## AIM
Give all of the lines again, with nothing added or dropped.

## TASK MATERIAL

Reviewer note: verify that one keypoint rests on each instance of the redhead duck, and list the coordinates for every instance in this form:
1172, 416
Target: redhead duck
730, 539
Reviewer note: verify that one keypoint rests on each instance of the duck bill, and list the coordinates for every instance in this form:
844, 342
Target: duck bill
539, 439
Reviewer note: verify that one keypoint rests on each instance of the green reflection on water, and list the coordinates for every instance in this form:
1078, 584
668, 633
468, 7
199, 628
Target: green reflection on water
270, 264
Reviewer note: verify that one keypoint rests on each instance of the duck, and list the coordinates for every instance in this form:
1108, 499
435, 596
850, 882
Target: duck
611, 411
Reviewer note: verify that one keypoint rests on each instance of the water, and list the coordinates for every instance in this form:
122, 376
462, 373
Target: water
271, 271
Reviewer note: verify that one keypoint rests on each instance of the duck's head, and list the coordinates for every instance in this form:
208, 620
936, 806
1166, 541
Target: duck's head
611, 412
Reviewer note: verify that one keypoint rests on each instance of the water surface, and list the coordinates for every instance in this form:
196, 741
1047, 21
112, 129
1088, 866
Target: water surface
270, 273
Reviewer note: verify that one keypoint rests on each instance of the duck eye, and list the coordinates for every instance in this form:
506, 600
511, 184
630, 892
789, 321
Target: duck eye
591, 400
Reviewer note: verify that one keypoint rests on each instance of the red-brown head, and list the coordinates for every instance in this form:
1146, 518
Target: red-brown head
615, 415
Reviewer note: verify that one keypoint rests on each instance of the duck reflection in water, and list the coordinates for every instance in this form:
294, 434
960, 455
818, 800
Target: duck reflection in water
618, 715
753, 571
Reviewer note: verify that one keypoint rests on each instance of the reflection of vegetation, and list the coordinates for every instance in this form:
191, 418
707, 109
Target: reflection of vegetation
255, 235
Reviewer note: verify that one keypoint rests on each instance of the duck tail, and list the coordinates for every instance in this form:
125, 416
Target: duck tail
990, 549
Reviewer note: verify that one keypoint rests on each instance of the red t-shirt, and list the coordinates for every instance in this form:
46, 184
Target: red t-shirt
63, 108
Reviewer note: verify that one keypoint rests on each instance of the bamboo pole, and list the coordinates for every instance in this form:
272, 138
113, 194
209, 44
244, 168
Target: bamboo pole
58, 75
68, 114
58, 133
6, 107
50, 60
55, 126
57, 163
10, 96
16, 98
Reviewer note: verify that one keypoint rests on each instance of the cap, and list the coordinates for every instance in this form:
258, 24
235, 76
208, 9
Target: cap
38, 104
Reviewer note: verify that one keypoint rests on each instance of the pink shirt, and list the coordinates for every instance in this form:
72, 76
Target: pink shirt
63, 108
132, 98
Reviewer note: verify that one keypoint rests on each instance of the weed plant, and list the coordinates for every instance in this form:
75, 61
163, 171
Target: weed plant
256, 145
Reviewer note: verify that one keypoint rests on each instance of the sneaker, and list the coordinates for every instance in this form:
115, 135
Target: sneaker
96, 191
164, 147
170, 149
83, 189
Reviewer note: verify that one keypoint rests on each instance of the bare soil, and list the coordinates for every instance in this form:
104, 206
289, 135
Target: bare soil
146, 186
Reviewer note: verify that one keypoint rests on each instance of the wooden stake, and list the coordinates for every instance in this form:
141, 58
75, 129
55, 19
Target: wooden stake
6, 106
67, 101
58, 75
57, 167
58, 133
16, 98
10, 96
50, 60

## COMPLETE RESPONSE
Reviewer note: verify that one keypoint rests on each instance of the redhead duck, and list the coordinates for every instance in this form:
1172, 416
Target: redhead duck
730, 539
Reviewer note: verify that one keypoint rests on each instance of the duck bill, and list the coordinates for every instance in this form:
844, 342
Target: duck bill
539, 439
Reviewer note: verify that one keypoint rests on each instance of the green reflection on water, and list the coordinates for every instance in this form:
1078, 584
668, 633
468, 7
199, 628
Target: green reflection on water
270, 264
Reviewer note: verify that one keypoint rests on each instance of the duck, and list the coordinates for every instance in this form:
1108, 499
435, 596
850, 882
Target: duck
611, 411
Reviewer note: verify that one keypoint rests on each instance of the water, and list the coordinates for every instance in this form:
122, 376
462, 373
Target: water
271, 271
Reviewer note: verify that one keypoint rests on each instance of the duck's head, and list the coordinates for every instance in this form:
208, 620
936, 806
1166, 541
Target: duck's head
611, 412
Reviewer note: verify that one keypoint rests on each instance of the water surface, and list the coordinates for every instance in this form:
196, 741
1047, 21
112, 129
1088, 866
Target: water surface
270, 273
Reviewer note: verify that one keypoint rests on each instance of the duck eye, and list the coordinates for every instance in this form:
506, 600
511, 184
630, 892
789, 321
Target: duck eye
591, 400
Reviewer note: verify that one keypoint rests on each instance of the red-brown head, and list the coordinates for every instance in this form:
1146, 518
Target: red-brown head
615, 415
Reviewer note: verify that one keypoint rests on each instance of the duck reflection in water, and list the coordinates for every instance in this form:
294, 434
960, 455
818, 800
Target: duck reflection in water
618, 715
753, 571
Reviewer note: verify that one keypoint rests on each instance of the reflection of vegetation, and list the coordinates for every instance in this form:
191, 418
707, 109
Target: reflection of vegetation
255, 235
Reviewer note: verify that one keypoint rests on each instance of the duck tail, and list the coordinates for every instance in this form:
125, 416
Target: duck tail
990, 549
Reviewer note: verify that one keypoint rests on each instance of the red t-shirt, and list the coordinates for every instance in this form:
46, 184
Target: red t-shirt
63, 108
Reviewer note: verify that one keypoint rests on each instance of the bamboo pole, and list the coordinates for every instance in this form:
272, 138
113, 194
209, 44
244, 168
Target: bamboo pole
58, 75
68, 114
58, 133
6, 107
50, 60
55, 126
57, 163
10, 96
16, 98
Reviewer note: verify that one keypoint rests on each instance of the cap, and list the coordinates for every instance in this form:
258, 24
235, 76
208, 9
Target: cap
38, 104
Reviewer note: verify that one keypoint rests on each instance of the pink shirt, and list the coordinates for every instance in this form:
72, 76
Target: pink shirt
63, 108
132, 98
Reviewer note: verify that one keypoint rests on each instance of the weed plant, and list the coordinates for every instance in this form:
75, 61
163, 171
Target: weed plant
256, 145
Reviewer note: verify that one keypoint rests on each instance of the sneaker, and list the coordinates for every instance in this form:
115, 135
Target: sneaker
96, 191
164, 147
170, 149
83, 189
Reviewer note: verify that one keypoint rests on each instance of the bare soil, and list the coordinates for every instance in this form:
104, 206
289, 135
Target: bare soil
146, 186
Reviewer note: verify that one keypoint rests on each instance of the wooden stake, and list the coordinates for every instance in this form:
141, 58
75, 129
55, 19
Target: wooden stake
6, 106
67, 101
58, 75
57, 167
58, 133
16, 98
10, 96
50, 60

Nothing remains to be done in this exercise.